-- start Material provided --

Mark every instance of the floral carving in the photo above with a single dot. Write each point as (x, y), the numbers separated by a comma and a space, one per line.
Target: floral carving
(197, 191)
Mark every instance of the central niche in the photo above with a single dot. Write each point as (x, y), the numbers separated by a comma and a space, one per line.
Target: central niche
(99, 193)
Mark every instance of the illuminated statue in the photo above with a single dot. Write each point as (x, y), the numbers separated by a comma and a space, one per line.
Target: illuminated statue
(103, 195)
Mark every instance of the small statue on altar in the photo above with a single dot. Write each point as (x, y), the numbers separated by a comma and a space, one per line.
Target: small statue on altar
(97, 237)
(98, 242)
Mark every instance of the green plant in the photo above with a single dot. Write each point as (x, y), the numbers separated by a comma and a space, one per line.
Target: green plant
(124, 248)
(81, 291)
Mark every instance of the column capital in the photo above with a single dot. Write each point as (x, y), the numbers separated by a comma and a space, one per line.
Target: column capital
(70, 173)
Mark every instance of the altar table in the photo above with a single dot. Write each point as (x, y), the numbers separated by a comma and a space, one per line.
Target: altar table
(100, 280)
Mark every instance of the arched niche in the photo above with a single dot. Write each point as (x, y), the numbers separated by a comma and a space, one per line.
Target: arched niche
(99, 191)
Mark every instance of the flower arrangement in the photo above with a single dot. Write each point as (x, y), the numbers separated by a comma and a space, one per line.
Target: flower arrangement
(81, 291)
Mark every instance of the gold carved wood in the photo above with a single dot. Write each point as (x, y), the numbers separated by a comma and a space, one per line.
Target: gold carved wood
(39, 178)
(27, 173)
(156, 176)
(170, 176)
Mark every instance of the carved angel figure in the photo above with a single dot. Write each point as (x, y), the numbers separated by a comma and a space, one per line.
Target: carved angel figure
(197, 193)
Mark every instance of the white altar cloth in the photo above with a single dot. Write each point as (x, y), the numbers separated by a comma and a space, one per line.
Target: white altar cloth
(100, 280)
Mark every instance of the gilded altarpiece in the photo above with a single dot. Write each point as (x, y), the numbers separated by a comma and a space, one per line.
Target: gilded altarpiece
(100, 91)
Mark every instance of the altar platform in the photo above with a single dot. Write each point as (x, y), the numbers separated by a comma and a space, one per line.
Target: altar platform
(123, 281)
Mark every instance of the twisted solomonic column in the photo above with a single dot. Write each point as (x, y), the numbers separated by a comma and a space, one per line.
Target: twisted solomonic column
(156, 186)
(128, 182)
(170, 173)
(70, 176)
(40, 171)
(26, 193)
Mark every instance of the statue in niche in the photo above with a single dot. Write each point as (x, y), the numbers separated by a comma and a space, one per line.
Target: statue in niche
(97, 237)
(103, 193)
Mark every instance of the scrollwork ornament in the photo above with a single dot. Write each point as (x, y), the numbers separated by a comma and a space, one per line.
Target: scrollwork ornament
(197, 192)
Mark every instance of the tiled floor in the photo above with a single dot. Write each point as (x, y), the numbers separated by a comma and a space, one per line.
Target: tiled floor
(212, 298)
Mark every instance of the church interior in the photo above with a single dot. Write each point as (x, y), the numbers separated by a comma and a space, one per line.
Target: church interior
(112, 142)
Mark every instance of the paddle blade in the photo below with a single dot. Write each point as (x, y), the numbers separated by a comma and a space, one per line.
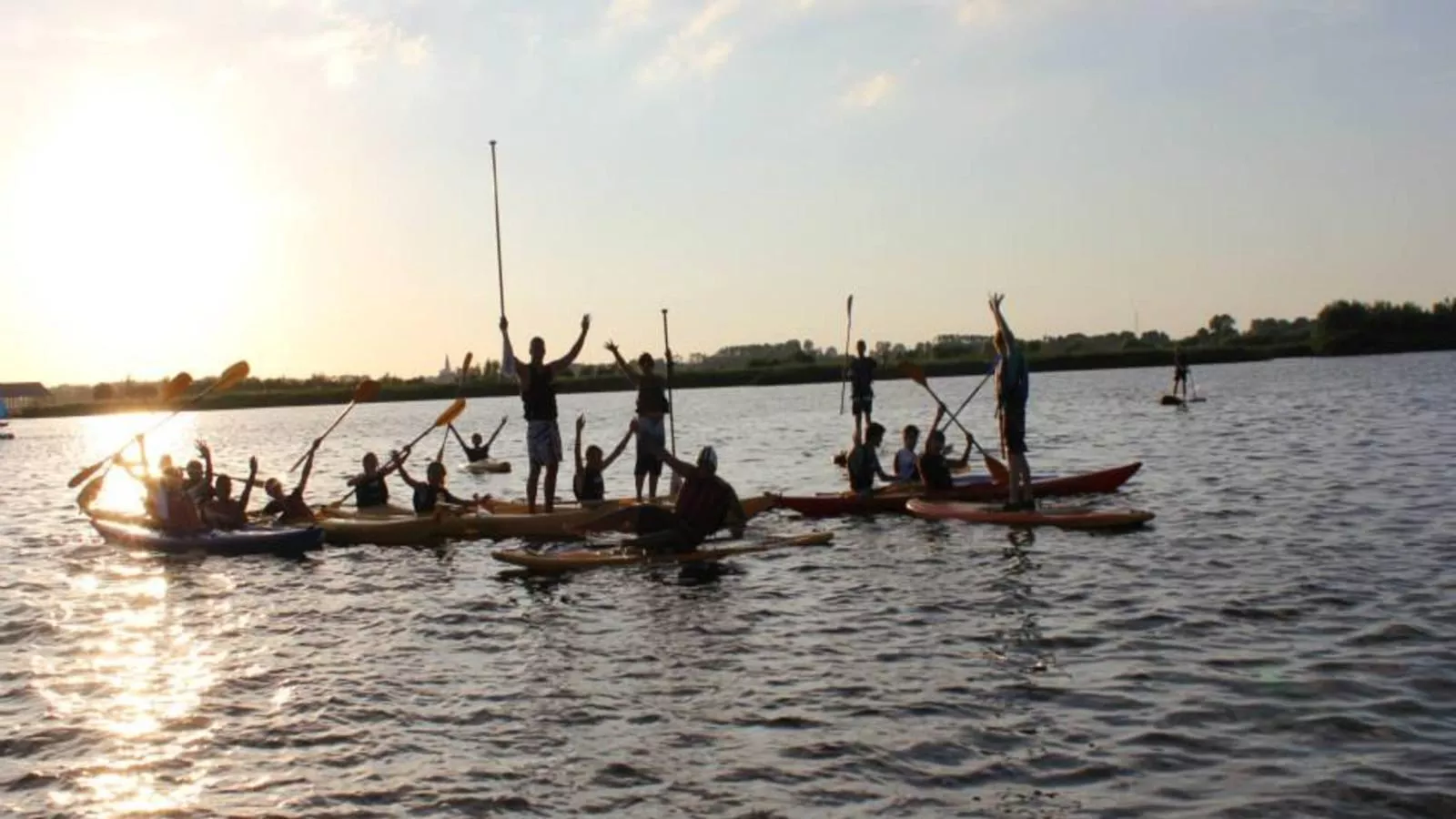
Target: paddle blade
(999, 472)
(914, 372)
(232, 376)
(451, 413)
(174, 388)
(80, 477)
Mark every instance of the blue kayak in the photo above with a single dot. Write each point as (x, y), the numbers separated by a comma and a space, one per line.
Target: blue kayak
(258, 540)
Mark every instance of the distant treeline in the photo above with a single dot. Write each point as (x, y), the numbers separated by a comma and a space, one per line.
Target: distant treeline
(1341, 329)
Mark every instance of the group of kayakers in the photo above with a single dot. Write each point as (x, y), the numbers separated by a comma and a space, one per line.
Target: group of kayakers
(929, 467)
(197, 499)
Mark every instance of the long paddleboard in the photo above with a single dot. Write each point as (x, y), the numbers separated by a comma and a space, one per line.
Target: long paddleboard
(579, 559)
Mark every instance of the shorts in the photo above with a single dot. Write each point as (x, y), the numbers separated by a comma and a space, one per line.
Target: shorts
(1014, 430)
(543, 443)
(650, 430)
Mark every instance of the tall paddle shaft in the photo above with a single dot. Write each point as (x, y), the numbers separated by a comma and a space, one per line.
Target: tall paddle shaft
(444, 420)
(957, 414)
(366, 390)
(667, 361)
(444, 436)
(996, 468)
(500, 261)
(849, 324)
(226, 380)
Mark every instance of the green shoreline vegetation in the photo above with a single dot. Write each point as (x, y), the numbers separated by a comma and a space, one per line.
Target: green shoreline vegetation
(1341, 329)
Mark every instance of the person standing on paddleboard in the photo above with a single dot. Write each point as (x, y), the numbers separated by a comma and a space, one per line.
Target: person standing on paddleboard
(1012, 390)
(652, 419)
(861, 387)
(1179, 372)
(538, 380)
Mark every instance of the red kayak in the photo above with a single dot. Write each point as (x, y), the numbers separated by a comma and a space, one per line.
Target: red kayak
(895, 500)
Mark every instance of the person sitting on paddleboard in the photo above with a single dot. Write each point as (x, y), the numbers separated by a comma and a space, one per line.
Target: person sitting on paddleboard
(1012, 389)
(705, 504)
(370, 489)
(863, 385)
(652, 419)
(589, 482)
(291, 508)
(198, 482)
(906, 458)
(538, 380)
(932, 467)
(1179, 372)
(223, 511)
(864, 460)
(167, 503)
(430, 491)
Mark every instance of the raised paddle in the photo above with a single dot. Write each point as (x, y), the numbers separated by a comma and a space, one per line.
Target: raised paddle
(444, 420)
(844, 378)
(676, 481)
(996, 468)
(226, 380)
(444, 436)
(957, 414)
(366, 390)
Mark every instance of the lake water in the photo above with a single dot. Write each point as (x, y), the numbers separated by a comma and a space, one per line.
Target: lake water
(1280, 642)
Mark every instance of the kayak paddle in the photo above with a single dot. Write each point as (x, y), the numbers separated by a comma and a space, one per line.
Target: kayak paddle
(444, 420)
(444, 438)
(366, 390)
(996, 468)
(174, 388)
(844, 378)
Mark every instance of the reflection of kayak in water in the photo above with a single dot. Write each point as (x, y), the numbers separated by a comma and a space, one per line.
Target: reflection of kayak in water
(1065, 518)
(487, 467)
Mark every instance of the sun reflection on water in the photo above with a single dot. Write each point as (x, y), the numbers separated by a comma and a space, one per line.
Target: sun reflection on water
(135, 673)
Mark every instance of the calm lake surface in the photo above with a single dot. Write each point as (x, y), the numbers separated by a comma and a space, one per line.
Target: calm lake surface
(1280, 642)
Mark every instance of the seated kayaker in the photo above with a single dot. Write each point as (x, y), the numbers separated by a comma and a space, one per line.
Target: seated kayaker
(223, 511)
(167, 503)
(431, 491)
(478, 450)
(864, 460)
(907, 458)
(705, 504)
(291, 508)
(198, 482)
(589, 482)
(370, 490)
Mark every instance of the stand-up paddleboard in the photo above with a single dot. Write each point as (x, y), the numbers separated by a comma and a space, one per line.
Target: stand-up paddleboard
(579, 559)
(1063, 518)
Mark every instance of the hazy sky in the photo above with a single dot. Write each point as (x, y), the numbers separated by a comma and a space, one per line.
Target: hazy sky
(308, 184)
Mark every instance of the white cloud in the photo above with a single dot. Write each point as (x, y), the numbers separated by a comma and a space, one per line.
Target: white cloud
(696, 47)
(870, 92)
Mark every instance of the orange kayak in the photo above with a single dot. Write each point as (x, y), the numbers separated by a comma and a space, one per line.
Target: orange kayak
(1063, 518)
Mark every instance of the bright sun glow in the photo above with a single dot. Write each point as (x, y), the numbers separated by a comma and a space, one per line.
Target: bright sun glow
(128, 208)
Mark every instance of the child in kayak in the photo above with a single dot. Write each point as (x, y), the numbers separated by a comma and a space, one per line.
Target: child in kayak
(223, 511)
(705, 504)
(370, 490)
(431, 491)
(291, 508)
(589, 484)
(864, 460)
(652, 417)
(478, 450)
(906, 458)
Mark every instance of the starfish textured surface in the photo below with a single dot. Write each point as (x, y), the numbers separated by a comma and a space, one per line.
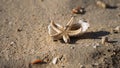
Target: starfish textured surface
(57, 31)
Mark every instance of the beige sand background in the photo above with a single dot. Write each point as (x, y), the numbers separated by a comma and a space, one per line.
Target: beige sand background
(24, 34)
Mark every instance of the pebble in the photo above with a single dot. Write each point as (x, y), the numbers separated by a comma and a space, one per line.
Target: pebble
(78, 10)
(101, 4)
(72, 47)
(36, 60)
(54, 61)
(82, 66)
(117, 29)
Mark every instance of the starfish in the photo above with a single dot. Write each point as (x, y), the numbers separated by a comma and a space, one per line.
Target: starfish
(57, 31)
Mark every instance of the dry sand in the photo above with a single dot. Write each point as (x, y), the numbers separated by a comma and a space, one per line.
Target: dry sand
(24, 34)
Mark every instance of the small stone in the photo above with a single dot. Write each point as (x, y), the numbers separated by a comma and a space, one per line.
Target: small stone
(54, 61)
(94, 46)
(72, 47)
(78, 10)
(104, 39)
(101, 4)
(117, 29)
(36, 60)
(82, 66)
(19, 30)
(12, 43)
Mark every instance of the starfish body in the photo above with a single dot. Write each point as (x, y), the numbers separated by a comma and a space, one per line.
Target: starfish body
(64, 32)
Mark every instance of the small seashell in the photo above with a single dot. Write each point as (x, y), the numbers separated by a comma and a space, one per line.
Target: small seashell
(78, 10)
(54, 61)
(104, 39)
(101, 4)
(117, 29)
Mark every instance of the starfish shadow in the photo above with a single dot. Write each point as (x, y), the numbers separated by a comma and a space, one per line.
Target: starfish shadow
(89, 35)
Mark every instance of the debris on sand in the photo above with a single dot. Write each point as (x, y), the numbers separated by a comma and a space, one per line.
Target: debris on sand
(117, 29)
(36, 60)
(78, 10)
(101, 4)
(57, 31)
(104, 39)
(54, 61)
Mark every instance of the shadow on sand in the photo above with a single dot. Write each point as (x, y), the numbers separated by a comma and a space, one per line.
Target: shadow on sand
(89, 35)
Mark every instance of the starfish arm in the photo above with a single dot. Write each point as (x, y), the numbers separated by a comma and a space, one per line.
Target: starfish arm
(74, 32)
(56, 27)
(66, 38)
(56, 36)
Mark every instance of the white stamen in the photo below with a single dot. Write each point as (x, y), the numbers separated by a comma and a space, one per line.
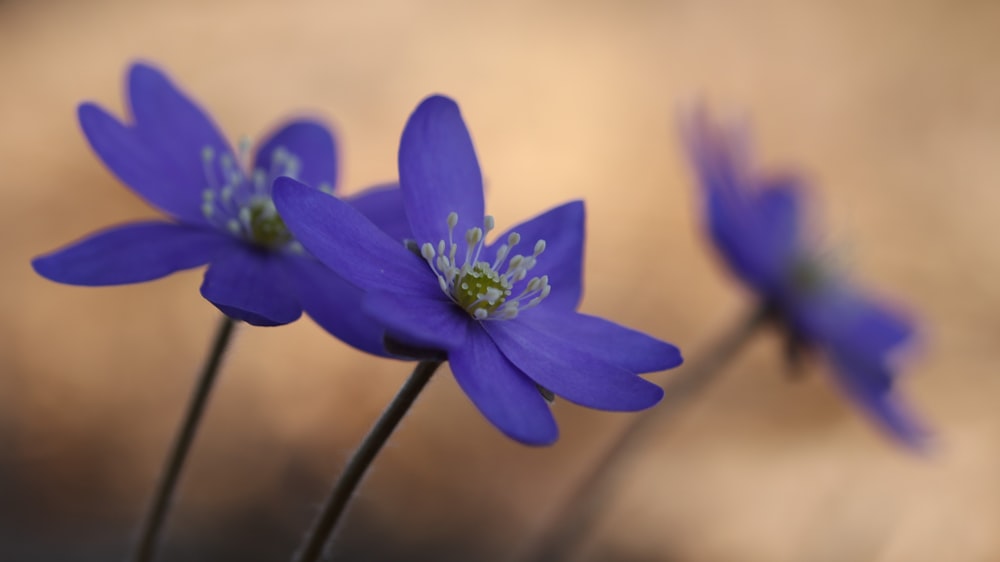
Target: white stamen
(482, 288)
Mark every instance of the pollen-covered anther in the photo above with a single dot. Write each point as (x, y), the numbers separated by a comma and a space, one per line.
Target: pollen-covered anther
(482, 288)
(238, 199)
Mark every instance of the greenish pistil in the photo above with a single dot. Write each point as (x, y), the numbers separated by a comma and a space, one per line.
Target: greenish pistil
(266, 226)
(240, 202)
(482, 288)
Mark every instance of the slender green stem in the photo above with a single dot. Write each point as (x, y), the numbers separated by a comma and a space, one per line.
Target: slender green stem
(153, 524)
(580, 511)
(333, 509)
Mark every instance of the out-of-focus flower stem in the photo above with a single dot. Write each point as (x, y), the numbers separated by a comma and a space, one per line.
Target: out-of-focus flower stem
(325, 525)
(153, 525)
(582, 507)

-- end Material provided --

→ **Task statement**: Recast the stretch of the material from the line containing "Mark every instance of the out-of-focus" through the final line as a numbered list, leaving out any blank lines.

→ **Solution to the problem**:
1. Mark every instance of the out-of-focus flower stem in the photo above with a single dot. Write each point as (x, y), the numbers separated by a comma and a space, one per line.
2. Target: out-of-focus flower stem
3. (325, 525)
4. (153, 525)
5. (582, 507)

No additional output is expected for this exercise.